* **EXERCISE GOAL**
Rename "fence wire" to "barbed wire" in the part of the rows that opens with the line containing "If you could mark the stone" and continues through the end of the rows. Give only that part, with every other line and word kept the same.

* **RECORDS SUPPLIED**
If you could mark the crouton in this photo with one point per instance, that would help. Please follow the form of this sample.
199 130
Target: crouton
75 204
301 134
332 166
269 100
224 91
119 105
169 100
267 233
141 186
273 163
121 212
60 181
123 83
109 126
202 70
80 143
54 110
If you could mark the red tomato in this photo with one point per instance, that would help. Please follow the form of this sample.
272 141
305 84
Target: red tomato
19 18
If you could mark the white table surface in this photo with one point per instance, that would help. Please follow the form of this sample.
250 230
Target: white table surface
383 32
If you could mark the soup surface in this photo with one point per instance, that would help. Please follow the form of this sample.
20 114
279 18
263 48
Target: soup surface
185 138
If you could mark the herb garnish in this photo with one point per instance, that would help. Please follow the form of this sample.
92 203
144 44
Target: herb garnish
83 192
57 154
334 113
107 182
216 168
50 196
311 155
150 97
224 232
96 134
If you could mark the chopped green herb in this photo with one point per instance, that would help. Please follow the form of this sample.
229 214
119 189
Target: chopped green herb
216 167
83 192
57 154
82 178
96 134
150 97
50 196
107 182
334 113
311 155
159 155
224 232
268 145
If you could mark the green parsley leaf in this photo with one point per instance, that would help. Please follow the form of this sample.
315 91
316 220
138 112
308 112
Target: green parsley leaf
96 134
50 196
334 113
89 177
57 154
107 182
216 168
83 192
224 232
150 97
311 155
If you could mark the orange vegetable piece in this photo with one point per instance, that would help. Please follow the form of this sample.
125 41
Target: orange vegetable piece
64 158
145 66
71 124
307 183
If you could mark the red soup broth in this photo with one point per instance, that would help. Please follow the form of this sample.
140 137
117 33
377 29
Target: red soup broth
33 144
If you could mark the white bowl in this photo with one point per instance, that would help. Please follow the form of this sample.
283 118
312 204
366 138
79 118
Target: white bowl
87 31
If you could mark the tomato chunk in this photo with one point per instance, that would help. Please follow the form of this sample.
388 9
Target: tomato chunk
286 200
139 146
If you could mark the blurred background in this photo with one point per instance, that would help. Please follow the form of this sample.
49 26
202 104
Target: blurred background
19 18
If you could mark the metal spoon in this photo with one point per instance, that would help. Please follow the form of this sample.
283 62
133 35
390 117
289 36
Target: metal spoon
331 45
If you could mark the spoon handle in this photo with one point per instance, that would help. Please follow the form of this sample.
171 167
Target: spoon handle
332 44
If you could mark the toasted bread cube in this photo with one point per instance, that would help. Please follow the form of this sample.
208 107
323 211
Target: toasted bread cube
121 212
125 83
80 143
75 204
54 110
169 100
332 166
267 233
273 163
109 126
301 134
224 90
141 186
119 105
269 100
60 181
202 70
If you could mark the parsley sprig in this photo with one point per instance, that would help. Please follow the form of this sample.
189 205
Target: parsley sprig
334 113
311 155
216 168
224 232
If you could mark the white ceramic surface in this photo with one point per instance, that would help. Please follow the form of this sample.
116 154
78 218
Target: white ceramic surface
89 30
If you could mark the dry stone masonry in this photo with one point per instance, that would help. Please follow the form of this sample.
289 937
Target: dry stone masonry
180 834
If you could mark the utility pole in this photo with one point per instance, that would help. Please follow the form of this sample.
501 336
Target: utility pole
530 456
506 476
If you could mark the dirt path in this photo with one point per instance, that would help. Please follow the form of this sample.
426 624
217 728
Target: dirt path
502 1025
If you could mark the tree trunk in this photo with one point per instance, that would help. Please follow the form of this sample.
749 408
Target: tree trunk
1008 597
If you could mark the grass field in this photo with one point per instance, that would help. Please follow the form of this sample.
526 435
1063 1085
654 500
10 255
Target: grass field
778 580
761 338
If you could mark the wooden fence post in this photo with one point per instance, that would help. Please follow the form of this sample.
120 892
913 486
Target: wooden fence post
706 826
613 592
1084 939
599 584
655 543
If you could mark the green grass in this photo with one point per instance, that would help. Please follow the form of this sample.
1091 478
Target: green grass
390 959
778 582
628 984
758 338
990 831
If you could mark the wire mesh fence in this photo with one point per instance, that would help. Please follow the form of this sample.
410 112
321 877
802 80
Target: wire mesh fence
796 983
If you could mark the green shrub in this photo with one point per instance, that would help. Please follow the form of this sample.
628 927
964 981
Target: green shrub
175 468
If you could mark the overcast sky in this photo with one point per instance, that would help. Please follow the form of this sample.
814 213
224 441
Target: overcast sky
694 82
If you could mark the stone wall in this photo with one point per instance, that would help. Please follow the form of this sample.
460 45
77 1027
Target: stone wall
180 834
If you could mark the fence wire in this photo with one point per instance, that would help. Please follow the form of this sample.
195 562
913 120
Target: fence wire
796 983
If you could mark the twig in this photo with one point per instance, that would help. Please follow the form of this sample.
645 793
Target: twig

* **IN RESPONSE**
If you could mark the stone wall in this photo with one point per instance, that would help. Please follow the form of this sample.
460 45
77 1027
Target: stone wall
180 834
If you could mark the barbed wire in this photo with one point per instance, that would help. Please follow the form of this sample.
195 562
913 120
Target: barbed wire
796 983
If you could mark the twig in this photo with one point per instance, that would help. Please follow the form of this sample.
645 793
Target: twig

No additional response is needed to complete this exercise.